**What to produce:** Arrange the lines of the entries below, from the line with "Target: curved hangar roof" through the last line of the entries, as a JSON list of strings with one string per line, omitting blank lines.

**Data in this exercise:**
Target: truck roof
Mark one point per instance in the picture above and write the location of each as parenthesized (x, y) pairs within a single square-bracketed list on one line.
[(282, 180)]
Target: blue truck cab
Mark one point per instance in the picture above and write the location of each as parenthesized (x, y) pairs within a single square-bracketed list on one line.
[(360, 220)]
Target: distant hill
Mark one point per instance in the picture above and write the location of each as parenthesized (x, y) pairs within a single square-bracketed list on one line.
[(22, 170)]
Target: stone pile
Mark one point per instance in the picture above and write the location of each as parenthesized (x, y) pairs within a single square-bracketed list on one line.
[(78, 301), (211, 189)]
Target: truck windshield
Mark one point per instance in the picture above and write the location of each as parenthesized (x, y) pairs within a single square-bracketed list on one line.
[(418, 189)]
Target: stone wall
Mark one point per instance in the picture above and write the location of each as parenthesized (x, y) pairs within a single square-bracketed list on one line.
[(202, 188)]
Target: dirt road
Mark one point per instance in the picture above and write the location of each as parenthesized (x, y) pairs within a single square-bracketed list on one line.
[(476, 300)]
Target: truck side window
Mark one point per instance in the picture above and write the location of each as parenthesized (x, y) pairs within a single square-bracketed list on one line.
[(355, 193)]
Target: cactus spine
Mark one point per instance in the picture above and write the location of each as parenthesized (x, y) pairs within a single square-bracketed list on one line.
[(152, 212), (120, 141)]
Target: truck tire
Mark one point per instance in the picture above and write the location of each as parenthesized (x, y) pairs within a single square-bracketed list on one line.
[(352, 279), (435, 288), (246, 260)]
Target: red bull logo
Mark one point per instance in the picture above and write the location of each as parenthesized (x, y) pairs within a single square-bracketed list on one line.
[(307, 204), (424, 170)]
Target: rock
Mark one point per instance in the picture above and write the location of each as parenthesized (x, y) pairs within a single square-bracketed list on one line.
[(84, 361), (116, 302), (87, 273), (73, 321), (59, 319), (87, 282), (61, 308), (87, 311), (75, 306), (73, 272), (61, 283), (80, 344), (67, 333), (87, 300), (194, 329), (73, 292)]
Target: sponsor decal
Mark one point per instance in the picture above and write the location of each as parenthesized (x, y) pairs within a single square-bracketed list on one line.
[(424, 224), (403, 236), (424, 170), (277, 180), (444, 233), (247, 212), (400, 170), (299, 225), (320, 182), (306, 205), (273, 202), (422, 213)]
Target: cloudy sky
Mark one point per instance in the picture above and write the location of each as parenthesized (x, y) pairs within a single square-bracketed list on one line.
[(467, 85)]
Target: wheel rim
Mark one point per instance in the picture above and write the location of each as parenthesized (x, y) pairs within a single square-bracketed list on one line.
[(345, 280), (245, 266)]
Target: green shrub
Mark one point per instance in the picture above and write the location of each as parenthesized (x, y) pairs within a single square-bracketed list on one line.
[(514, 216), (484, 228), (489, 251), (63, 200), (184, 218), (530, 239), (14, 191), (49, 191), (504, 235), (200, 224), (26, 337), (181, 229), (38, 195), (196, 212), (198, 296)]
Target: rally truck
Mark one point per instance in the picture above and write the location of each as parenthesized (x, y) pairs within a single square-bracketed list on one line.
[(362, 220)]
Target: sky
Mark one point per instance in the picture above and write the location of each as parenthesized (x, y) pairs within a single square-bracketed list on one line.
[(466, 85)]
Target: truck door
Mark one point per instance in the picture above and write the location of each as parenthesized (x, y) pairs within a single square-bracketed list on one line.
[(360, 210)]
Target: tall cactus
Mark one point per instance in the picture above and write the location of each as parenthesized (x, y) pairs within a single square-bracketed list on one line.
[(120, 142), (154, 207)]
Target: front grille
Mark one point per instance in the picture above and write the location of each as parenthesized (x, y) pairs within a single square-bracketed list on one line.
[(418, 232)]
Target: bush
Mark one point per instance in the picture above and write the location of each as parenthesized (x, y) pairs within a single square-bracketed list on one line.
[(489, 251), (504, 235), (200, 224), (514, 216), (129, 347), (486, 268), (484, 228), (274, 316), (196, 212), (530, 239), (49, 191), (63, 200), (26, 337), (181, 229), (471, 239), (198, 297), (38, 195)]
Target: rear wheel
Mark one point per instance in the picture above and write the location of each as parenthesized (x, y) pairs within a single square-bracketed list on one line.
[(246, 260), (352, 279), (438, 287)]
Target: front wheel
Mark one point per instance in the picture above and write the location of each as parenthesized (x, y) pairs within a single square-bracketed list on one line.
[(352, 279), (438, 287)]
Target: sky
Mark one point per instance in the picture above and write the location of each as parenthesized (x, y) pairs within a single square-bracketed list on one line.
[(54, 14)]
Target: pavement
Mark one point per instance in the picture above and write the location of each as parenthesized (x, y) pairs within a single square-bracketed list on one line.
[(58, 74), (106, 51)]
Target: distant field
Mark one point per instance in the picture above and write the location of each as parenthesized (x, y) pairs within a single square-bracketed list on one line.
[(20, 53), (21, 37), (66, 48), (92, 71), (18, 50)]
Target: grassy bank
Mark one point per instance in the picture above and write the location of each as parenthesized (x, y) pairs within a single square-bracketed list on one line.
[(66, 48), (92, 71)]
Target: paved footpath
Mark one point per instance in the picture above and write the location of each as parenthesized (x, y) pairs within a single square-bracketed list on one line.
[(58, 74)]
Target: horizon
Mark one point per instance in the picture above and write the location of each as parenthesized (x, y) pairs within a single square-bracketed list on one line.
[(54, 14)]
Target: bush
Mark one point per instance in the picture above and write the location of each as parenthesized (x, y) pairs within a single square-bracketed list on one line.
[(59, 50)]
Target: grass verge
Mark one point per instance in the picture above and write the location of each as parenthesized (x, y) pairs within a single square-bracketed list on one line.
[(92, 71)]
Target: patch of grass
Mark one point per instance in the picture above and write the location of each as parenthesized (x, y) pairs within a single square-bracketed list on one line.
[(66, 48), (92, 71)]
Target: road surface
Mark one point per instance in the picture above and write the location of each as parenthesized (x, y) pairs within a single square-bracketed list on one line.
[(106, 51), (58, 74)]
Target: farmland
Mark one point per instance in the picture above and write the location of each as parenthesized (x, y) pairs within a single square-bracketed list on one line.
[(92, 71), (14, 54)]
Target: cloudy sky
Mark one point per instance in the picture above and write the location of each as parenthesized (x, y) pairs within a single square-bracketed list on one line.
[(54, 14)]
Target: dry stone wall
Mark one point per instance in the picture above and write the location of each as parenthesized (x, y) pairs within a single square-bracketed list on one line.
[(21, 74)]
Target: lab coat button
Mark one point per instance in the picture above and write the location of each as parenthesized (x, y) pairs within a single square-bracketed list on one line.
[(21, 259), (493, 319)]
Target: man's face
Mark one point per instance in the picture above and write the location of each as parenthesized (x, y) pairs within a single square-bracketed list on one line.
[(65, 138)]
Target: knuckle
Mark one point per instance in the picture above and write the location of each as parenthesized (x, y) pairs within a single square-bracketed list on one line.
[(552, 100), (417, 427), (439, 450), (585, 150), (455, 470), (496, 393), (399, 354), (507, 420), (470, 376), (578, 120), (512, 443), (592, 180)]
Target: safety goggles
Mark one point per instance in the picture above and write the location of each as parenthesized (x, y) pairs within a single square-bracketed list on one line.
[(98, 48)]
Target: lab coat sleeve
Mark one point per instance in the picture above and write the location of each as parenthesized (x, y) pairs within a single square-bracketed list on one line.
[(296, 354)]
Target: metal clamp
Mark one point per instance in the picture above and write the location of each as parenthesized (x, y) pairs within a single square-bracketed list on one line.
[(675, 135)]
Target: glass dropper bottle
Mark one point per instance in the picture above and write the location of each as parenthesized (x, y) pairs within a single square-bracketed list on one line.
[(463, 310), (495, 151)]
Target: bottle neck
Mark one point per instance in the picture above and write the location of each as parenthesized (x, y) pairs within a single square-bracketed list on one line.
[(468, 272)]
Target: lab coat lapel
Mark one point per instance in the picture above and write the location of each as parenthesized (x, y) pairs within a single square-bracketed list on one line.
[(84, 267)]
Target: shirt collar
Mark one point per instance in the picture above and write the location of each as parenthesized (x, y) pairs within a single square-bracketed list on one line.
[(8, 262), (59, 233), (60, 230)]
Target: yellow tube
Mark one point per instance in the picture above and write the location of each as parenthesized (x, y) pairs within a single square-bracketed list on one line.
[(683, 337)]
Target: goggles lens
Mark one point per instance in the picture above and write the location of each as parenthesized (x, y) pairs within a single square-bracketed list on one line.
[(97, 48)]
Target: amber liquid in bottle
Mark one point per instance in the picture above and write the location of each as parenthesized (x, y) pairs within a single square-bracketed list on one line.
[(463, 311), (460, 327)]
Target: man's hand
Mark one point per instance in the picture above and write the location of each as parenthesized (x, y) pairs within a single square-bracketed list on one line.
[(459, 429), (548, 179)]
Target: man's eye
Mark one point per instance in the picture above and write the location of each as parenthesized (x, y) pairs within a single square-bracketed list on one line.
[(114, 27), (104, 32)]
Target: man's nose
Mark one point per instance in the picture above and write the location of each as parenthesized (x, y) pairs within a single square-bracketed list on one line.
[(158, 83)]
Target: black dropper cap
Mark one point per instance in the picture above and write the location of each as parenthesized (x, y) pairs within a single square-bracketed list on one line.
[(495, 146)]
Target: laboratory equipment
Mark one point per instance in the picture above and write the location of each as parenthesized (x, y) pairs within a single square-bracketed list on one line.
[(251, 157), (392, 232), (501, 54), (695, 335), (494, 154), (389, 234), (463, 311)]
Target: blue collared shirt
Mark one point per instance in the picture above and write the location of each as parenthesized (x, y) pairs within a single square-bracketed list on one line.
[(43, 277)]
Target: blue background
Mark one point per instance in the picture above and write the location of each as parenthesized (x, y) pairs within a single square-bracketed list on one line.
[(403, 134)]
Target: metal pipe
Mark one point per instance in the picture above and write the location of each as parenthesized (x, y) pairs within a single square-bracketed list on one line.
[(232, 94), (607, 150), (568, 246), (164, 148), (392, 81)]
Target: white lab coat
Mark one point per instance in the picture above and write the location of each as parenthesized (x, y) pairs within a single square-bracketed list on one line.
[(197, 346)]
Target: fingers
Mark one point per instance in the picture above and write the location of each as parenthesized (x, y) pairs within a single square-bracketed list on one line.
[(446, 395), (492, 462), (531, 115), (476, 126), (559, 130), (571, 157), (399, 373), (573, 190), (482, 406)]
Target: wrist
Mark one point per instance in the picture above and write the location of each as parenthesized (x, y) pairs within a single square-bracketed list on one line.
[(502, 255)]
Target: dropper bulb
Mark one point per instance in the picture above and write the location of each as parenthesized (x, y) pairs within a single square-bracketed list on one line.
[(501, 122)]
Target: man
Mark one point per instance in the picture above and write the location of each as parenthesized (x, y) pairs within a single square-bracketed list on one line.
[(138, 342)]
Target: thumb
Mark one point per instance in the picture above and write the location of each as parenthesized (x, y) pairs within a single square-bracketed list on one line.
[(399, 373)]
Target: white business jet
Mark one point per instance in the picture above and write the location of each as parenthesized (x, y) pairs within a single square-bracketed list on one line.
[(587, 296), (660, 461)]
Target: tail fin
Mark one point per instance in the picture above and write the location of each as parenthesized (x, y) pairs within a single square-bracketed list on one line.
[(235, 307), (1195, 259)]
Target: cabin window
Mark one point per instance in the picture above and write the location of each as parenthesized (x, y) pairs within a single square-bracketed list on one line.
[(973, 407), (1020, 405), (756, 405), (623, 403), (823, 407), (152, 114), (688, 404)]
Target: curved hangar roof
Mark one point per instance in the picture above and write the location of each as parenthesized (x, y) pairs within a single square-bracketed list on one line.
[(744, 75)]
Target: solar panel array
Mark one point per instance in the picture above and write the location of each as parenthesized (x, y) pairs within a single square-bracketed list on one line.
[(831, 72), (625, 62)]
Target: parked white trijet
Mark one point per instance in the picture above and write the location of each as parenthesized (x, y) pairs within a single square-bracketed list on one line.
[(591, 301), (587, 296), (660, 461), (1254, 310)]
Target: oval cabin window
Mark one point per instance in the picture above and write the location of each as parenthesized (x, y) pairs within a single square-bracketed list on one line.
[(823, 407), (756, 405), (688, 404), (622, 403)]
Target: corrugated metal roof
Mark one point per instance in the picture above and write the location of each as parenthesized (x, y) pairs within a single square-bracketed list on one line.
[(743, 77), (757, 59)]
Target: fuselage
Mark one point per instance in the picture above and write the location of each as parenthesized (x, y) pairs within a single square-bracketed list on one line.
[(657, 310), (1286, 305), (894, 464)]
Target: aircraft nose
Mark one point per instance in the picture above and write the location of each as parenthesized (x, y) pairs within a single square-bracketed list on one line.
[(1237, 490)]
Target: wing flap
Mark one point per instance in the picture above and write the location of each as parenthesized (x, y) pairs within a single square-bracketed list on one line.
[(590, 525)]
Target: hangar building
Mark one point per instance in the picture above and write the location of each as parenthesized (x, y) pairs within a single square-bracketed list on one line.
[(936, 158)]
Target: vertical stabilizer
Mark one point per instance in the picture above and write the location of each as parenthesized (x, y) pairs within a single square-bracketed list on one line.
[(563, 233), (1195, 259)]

**Result:**
[
  "Target: curved hangar roof",
  "Mark one point per instance in the picture above and write the location of each as parenthesized (x, y) pairs within a single square-bracketed list on one line.",
  "[(744, 75)]",
  "Target: solar panel array",
  "Mark one point per instance in the picture above and write the location of each as parenthesized (x, y) pairs within a single square-bracketed list on one line.",
  "[(831, 72), (625, 62)]",
  "Target: parked white trijet",
  "Mark one point per instance in the picture above and write the location of each as parenthesized (x, y) pairs within a single square-bracketed list on one line.",
  "[(591, 301), (587, 296), (660, 461), (1254, 310)]",
  "Target: oval cabin window",
  "Mark one point per instance in the picture above and write the location of each as parenthesized (x, y) pairs within a single square-bracketed list on one line.",
  "[(823, 407), (756, 405), (688, 404), (622, 403)]",
  "Target: corrugated metal roof",
  "Mark one point per instance in the picture above and write the location of each as parenthesized (x, y) pairs within a single square-bracketed list on one line.",
  "[(743, 77), (757, 59)]",
  "Target: fuselage",
  "Mark one point per instance in the picture above and write the location of each as parenthesized (x, y) pairs within a single square-bracketed list on one line.",
  "[(657, 310), (1286, 305), (894, 464)]",
  "Target: aircraft nose",
  "Mark one point per instance in the picture above and write the location of each as parenthesized (x, y) pairs within a single square-bracketed list on one line.",
  "[(1237, 490)]",
  "Target: wing flap",
  "Mark one point per instance in the picture above and write the location of each as parenthesized (x, y) pairs within a single square-bracketed list on one line.",
  "[(590, 525)]",
  "Target: hangar building",
  "Mark one point per instance in the picture above and write the location of each as parenthesized (x, y) pairs within a single square-bracketed list on one line.",
  "[(936, 158)]",
  "Target: vertical stabilizer",
  "Mark one point per instance in the picture above and write the location of each as parenthesized (x, y) pairs within a single square-bracketed list on one line.",
  "[(563, 233), (1195, 259)]"
]